» **Work required**
Write out the lines below word for word, from the line that contains "Where can you find the paved" through the last line, both included. Leave the pictures out.

» **Rows**

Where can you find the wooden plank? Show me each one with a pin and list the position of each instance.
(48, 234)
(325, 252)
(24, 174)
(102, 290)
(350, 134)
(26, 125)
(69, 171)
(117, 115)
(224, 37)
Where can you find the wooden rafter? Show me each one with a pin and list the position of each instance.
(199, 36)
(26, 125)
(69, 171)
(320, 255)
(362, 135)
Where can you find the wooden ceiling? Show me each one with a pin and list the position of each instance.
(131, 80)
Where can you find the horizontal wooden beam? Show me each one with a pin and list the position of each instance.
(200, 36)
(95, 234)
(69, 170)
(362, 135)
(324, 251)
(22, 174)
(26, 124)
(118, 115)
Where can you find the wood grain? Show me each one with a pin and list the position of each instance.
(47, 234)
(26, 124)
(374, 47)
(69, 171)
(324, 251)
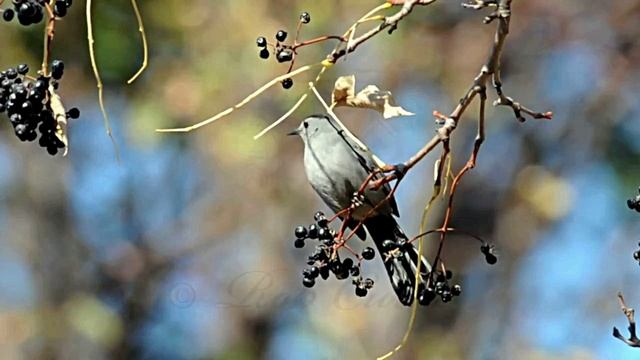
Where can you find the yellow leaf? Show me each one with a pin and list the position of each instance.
(371, 97)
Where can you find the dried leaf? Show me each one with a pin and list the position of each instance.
(371, 97)
(60, 116)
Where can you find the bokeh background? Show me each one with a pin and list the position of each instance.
(183, 249)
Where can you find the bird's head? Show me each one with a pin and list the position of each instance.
(315, 125)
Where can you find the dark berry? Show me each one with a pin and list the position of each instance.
(281, 35)
(368, 283)
(301, 232)
(308, 282)
(7, 15)
(314, 272)
(284, 55)
(347, 263)
(261, 41)
(313, 231)
(23, 69)
(320, 219)
(60, 9)
(355, 271)
(426, 297)
(361, 291)
(73, 113)
(456, 290)
(305, 18)
(389, 245)
(57, 69)
(368, 253)
(491, 259)
(11, 73)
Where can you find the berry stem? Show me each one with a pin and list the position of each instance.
(298, 45)
(143, 36)
(49, 30)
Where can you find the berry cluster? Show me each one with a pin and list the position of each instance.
(441, 288)
(32, 11)
(27, 102)
(325, 259)
(634, 204)
(283, 52)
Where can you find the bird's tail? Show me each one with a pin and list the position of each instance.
(401, 262)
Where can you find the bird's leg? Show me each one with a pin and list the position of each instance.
(394, 172)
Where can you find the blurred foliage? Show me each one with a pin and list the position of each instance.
(184, 249)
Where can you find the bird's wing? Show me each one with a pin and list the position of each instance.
(366, 159)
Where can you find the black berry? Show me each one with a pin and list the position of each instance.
(301, 232)
(7, 14)
(284, 55)
(73, 113)
(305, 18)
(281, 35)
(57, 69)
(368, 253)
(261, 41)
(307, 282)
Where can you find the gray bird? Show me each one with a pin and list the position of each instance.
(336, 167)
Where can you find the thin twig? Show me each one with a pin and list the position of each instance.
(96, 74)
(283, 117)
(633, 340)
(143, 36)
(49, 32)
(242, 103)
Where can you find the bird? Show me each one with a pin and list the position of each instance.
(336, 166)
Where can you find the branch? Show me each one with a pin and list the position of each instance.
(633, 340)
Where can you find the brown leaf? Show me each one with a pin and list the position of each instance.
(60, 116)
(371, 97)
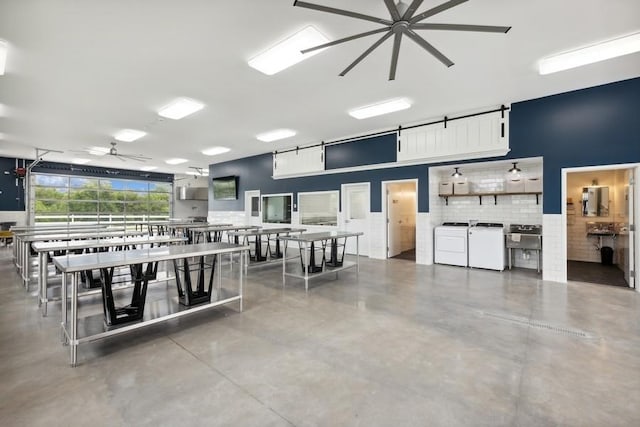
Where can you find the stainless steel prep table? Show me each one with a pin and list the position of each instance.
(213, 232)
(27, 239)
(257, 234)
(336, 263)
(43, 248)
(72, 265)
(46, 229)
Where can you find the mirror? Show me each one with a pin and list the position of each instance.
(595, 201)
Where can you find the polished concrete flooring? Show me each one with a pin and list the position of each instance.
(399, 345)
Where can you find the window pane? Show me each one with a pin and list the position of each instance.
(45, 193)
(75, 182)
(83, 207)
(318, 208)
(52, 180)
(160, 187)
(52, 207)
(160, 197)
(83, 194)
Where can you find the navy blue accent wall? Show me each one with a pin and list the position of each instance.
(368, 151)
(255, 174)
(11, 196)
(594, 126)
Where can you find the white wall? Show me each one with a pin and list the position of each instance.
(488, 177)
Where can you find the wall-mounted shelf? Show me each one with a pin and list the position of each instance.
(494, 195)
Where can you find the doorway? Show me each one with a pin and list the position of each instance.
(601, 211)
(401, 209)
(355, 215)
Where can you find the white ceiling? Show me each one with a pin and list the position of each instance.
(78, 71)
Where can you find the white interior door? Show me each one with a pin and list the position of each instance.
(355, 206)
(394, 222)
(252, 207)
(630, 273)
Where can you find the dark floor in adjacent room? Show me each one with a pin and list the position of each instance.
(595, 272)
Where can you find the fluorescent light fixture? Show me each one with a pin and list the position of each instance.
(287, 52)
(98, 151)
(4, 49)
(213, 151)
(180, 108)
(275, 135)
(129, 135)
(175, 161)
(380, 109)
(590, 54)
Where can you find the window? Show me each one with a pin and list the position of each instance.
(318, 208)
(276, 208)
(59, 198)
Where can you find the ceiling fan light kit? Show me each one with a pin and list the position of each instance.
(288, 52)
(404, 22)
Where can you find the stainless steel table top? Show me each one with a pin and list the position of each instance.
(99, 234)
(323, 235)
(263, 231)
(104, 243)
(75, 263)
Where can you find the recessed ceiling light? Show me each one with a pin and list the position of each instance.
(275, 135)
(213, 151)
(590, 54)
(175, 161)
(380, 109)
(180, 107)
(129, 135)
(4, 49)
(98, 151)
(287, 52)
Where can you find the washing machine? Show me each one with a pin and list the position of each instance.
(450, 243)
(486, 246)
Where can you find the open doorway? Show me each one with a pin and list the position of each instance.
(401, 208)
(600, 217)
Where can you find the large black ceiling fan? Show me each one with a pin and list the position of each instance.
(403, 21)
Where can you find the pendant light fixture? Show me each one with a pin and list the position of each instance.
(515, 168)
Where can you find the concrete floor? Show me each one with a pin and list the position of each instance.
(400, 345)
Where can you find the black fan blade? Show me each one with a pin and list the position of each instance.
(366, 52)
(411, 9)
(459, 27)
(429, 48)
(346, 39)
(393, 10)
(394, 56)
(436, 10)
(341, 12)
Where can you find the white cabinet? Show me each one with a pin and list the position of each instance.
(473, 137)
(298, 162)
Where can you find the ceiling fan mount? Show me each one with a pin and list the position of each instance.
(404, 22)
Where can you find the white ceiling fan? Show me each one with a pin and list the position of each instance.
(113, 151)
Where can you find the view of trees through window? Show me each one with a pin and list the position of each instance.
(59, 198)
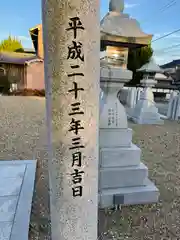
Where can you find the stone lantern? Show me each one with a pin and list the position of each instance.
(123, 179)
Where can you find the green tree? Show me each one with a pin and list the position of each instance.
(11, 44)
(136, 59)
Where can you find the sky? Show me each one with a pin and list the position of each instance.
(157, 17)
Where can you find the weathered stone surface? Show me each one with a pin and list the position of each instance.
(130, 196)
(73, 218)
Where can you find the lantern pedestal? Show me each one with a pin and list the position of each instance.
(123, 179)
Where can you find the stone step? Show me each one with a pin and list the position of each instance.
(148, 121)
(122, 176)
(120, 156)
(129, 196)
(115, 137)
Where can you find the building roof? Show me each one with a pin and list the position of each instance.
(172, 64)
(18, 58)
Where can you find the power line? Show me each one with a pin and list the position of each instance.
(168, 5)
(166, 35)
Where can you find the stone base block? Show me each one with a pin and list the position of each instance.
(129, 196)
(123, 176)
(120, 157)
(115, 137)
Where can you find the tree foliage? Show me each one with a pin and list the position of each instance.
(136, 59)
(11, 44)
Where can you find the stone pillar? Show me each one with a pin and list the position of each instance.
(71, 36)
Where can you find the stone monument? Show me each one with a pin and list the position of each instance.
(71, 47)
(123, 179)
(145, 111)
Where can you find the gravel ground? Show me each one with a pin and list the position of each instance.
(22, 136)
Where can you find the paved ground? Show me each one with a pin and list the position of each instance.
(16, 191)
(22, 136)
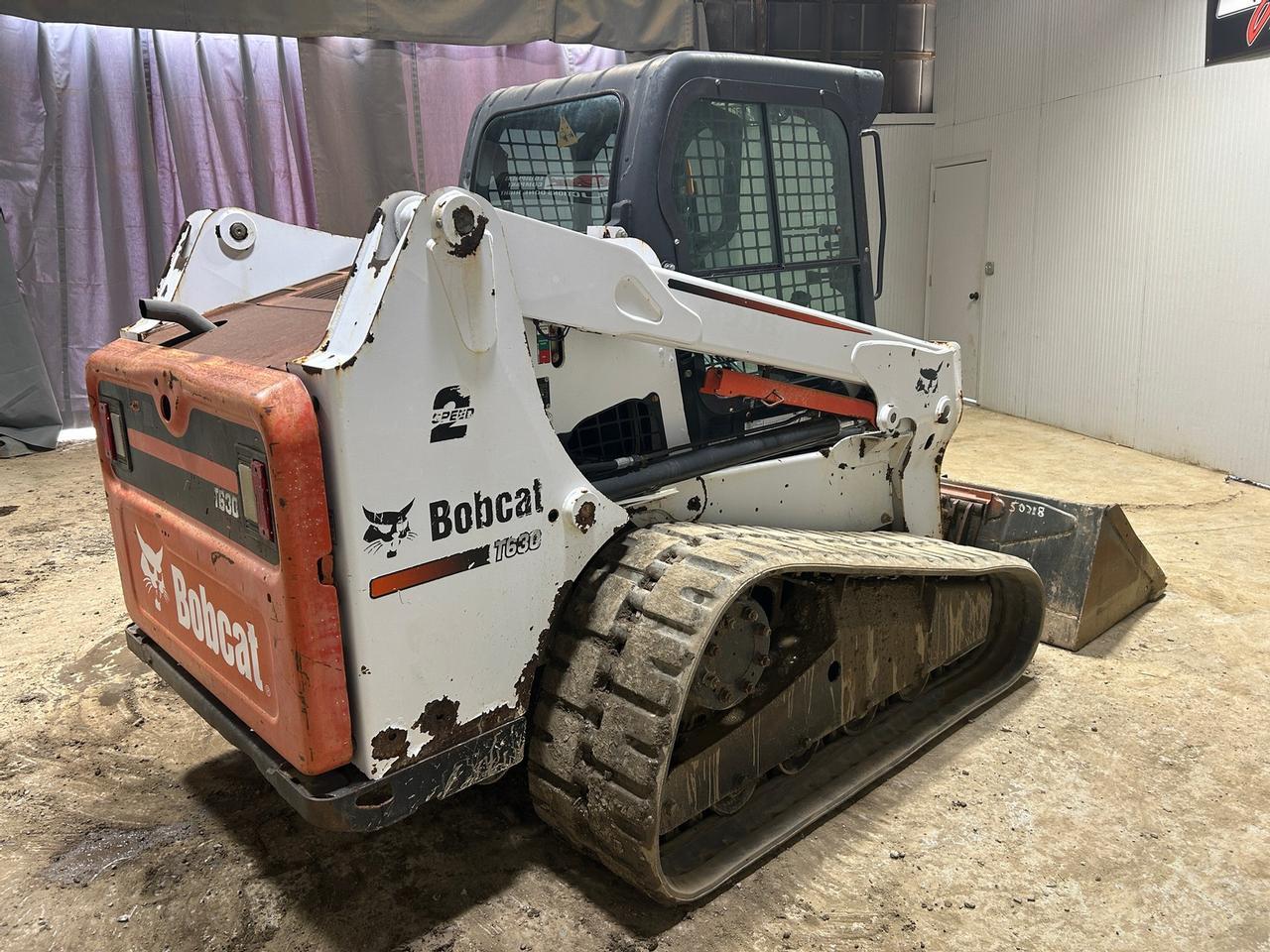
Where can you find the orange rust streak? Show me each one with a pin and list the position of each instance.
(200, 466)
(730, 384)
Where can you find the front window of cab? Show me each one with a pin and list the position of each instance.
(552, 163)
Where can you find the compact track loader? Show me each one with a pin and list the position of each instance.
(597, 461)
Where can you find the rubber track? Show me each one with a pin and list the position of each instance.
(624, 657)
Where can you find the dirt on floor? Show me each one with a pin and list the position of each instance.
(1116, 800)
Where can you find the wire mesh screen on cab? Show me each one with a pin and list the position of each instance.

» **Response**
Where can you find the paved ground? Show me each one with a pin and list the position of each instance.
(16, 191)
(22, 136)
Where can you find the orange rust streak? Show me each one with a pin and list the position of each instance.
(200, 466)
(730, 384)
Where can you find the front window of cab? Show me each one with a pin and list the position of each instance.
(552, 163)
Where can you find the compact track loader? Show me each one with a pin and list the position of each instance.
(597, 461)
Where can you find the rubber track? Show me each one with a pin and list the position of each instance.
(624, 657)
Where can you find the dirt on floor? Show me each one with a pin and list the position of each instance.
(1116, 800)
Where can you find the wire mesh screen on cab? Show me each one with a pin and list the position of each instance.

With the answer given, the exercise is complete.